DATASET RECORDS
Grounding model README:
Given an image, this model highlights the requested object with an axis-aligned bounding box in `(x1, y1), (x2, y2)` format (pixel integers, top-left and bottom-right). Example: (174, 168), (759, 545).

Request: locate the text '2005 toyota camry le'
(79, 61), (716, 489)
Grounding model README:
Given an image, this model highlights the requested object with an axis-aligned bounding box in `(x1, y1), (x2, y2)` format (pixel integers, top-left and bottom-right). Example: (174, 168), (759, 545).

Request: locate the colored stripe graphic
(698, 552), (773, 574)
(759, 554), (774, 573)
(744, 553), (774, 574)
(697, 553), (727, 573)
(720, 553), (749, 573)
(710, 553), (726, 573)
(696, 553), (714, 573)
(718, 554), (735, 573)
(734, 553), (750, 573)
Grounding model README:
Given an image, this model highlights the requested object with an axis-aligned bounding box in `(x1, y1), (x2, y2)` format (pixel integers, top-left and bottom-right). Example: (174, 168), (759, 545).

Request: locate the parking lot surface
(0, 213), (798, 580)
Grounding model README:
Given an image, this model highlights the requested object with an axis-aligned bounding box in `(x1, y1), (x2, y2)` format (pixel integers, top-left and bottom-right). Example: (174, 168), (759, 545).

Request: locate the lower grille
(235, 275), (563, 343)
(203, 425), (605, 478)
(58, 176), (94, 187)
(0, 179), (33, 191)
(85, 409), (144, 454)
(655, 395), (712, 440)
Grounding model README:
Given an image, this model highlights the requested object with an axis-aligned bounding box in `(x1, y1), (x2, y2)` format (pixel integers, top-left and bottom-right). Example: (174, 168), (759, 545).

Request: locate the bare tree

DIRECTIONS
Repeat the whole listing verbatim.

SOLUTION
Grounding model README:
Given an image, this model highlights the requested object with an axis-aligned bounding box in `(x1, y1), (x2, y2)` format (pixel integers, top-left and bottom-right). Example: (174, 168), (759, 545).

Request: locate the text '2005 toyota camry le'
(79, 61), (716, 489)
Grounding model README:
Given an image, this model highlights the requested object with an axis-aligned bounding box in `(x1, y1), (x2, y2)` format (pixel integers, top-left and bottom-right). Example: (174, 168), (759, 545).

Request: locate the colored stripe graphic
(698, 552), (773, 574)
(759, 554), (774, 573)
(744, 553), (774, 574)
(697, 553), (727, 573)
(720, 553), (749, 573)
(710, 553), (726, 573)
(696, 553), (714, 573)
(718, 554), (735, 573)
(734, 553), (750, 573)
Grounding model README:
Given an image, this model highlights the requested object with an axis-aligned bounding box in `(x1, y1), (x2, y2)` format (pixel integers, top-left and bottom-right). Example: (174, 168), (759, 545).

Request: locate the parking lot surface
(0, 213), (798, 580)
Grounding model README:
Given an image, this model highlights the requested object with an axis-aligned bounding box in `(x1, y1), (x2, y2)` format (pixel integers, top-left and bottom-right). Example: (174, 168), (759, 545).

Request: locate the lower grille
(235, 275), (563, 343)
(203, 425), (605, 478)
(58, 176), (94, 187)
(0, 179), (33, 191)
(85, 409), (144, 454)
(655, 395), (712, 440)
Grounding model README:
Given an image, this model highlights the requested object with an axis-aligned bounding box in `(x1, y1), (x2, y2)` format (pixel integers, top-left and bottom-right). Example: (174, 168), (759, 545).

Request: locate the bare tree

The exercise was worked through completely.